To do » Copy the items below word for word, without changing a single character.

(Entries from an annotation dataset)
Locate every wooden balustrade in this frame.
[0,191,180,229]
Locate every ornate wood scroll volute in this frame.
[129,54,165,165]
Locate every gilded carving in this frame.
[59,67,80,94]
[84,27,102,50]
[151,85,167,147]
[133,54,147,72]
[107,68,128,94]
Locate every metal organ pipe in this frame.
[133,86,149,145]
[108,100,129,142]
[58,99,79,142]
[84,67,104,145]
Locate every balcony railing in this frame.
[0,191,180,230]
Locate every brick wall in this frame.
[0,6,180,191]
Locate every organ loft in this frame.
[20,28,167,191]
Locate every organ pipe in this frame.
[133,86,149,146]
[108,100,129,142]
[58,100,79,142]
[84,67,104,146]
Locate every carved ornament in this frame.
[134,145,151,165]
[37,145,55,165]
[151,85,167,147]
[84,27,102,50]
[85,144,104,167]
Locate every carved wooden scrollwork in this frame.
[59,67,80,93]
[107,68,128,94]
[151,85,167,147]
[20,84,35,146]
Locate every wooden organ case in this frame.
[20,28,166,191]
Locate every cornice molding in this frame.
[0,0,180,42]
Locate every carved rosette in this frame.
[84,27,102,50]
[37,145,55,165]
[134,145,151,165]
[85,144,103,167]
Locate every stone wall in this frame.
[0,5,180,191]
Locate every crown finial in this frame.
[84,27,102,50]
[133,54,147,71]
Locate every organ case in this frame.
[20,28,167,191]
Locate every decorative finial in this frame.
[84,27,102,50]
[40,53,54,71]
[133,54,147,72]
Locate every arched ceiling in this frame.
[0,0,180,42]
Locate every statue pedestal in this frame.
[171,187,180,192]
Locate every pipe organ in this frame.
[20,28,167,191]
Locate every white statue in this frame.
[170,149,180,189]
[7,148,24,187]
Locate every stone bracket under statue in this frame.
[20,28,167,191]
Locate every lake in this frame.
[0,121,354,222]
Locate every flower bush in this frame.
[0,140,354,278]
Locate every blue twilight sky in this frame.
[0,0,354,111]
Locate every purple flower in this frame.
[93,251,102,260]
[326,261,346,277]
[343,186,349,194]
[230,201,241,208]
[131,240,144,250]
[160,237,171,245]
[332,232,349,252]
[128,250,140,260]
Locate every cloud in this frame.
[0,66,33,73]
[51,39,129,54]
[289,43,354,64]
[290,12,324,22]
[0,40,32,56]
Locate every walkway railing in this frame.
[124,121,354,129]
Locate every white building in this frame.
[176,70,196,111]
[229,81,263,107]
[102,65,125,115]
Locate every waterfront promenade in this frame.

Solution for this task »
Locate every wooden balustrade in this frame.
[0,191,180,229]
Locate every ornate wood scroll volute in this frame.
[129,54,165,165]
Locate every gilded carving in this frame.
[59,67,80,94]
[84,27,102,50]
[151,85,167,147]
[133,54,147,72]
[107,68,128,94]
Locate every metal organ pipe in this frame.
[133,86,149,145]
[108,100,129,142]
[58,99,79,142]
[84,67,104,145]
Locate every balcony railing in this frame.
[0,191,180,230]
Locate every brick wall in this frame.
[0,6,180,191]
Locate every organ loft in this frame.
[20,28,167,191]
Locate every organ pipe in this frame.
[133,86,149,146]
[108,100,129,142]
[58,100,79,142]
[84,67,104,146]
Locate every carved ornament in this frame.
[134,145,151,165]
[37,145,55,165]
[151,85,167,147]
[84,27,102,50]
[85,144,104,167]
Locate every carved wooden scrollwork in this frame.
[59,67,80,93]
[107,68,128,94]
[151,85,167,147]
[20,84,35,146]
Locate every wooden organ case in this frame.
[20,28,166,191]
Locate every cornice molding in this frame.
[0,0,180,42]
Locate every carved rosette in this frame.
[84,27,102,50]
[37,145,55,165]
[134,145,151,165]
[85,144,103,167]
Locate every stone wall in this frame.
[0,5,180,191]
Locate every crown finial in this frame.
[84,27,102,50]
[133,54,147,71]
Locate every organ case in this frame.
[20,28,167,191]
Locate every decorative finial in this frame.
[84,27,102,50]
[40,53,54,71]
[133,54,147,72]
Locate every arched ceiling in this frame.
[0,0,180,42]
Locate every statue pedestal in this frame.
[171,187,180,192]
Locate every pipe organ in this frame.
[20,28,167,191]
Locate every white statue in this frame.
[170,149,180,189]
[7,148,24,187]
Locate every stone bracket under statue in this frame.
[20,28,167,191]
Locate every lake in this frame.
[0,121,354,222]
Locate every flower bush in this frame.
[0,140,354,278]
Locate every blue twilight sky in this frame.
[0,0,354,111]
Locate every purple flower in this frame.
[93,251,102,260]
[326,261,346,277]
[343,186,349,194]
[230,201,241,208]
[131,240,144,250]
[160,237,171,245]
[332,232,349,252]
[128,250,140,260]
Locate every cloud in this frame.
[0,66,33,73]
[51,39,129,54]
[289,43,354,64]
[290,12,324,22]
[0,40,32,56]
Locate every walkway railing in this frame.
[124,121,354,129]
Locate every white building in this frame.
[176,70,196,111]
[229,81,263,107]
[102,65,125,115]
Locate every waterfront promenade in this frame.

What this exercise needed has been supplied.